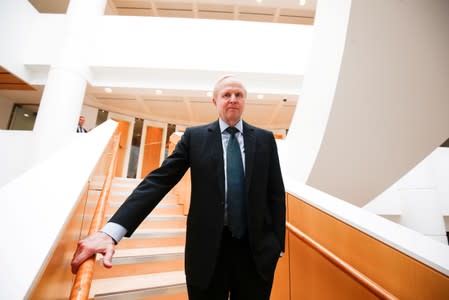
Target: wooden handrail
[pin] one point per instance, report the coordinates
(342, 265)
(83, 279)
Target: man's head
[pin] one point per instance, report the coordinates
(81, 121)
(229, 99)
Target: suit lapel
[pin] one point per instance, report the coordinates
(214, 140)
(249, 139)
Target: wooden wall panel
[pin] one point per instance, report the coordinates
(281, 283)
(401, 275)
(152, 150)
(123, 128)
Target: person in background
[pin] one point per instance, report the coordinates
(236, 221)
(80, 127)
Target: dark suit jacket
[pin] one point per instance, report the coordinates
(200, 148)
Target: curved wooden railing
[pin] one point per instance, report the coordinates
(83, 279)
(342, 265)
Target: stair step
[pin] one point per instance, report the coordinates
(143, 284)
(143, 255)
(151, 217)
(159, 232)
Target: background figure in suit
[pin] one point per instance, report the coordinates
(80, 127)
(236, 222)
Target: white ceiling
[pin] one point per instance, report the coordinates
(182, 106)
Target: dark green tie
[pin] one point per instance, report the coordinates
(236, 186)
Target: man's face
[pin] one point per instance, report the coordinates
(229, 99)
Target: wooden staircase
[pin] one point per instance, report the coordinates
(150, 264)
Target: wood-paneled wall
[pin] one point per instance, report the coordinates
(311, 276)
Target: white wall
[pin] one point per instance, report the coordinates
(390, 106)
(90, 113)
(419, 199)
(321, 76)
(160, 48)
(31, 201)
(14, 153)
(6, 107)
(16, 20)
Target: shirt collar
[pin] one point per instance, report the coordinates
(224, 125)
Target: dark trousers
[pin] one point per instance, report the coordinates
(235, 276)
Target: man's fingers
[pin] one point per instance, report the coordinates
(107, 258)
(97, 243)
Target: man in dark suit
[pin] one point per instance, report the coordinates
(236, 221)
(80, 128)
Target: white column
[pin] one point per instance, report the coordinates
(420, 212)
(64, 91)
(418, 194)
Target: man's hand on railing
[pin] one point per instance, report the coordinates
(98, 242)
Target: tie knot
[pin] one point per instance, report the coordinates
(232, 130)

> [WHAT IS BEING ASKED]
Out of the material above, select every line that holds the string "dark".

> [YOUR SOLUTION]
Target: dark suit jacket
Target: dark green tie
Target: dark trousers
Target: man in dark suit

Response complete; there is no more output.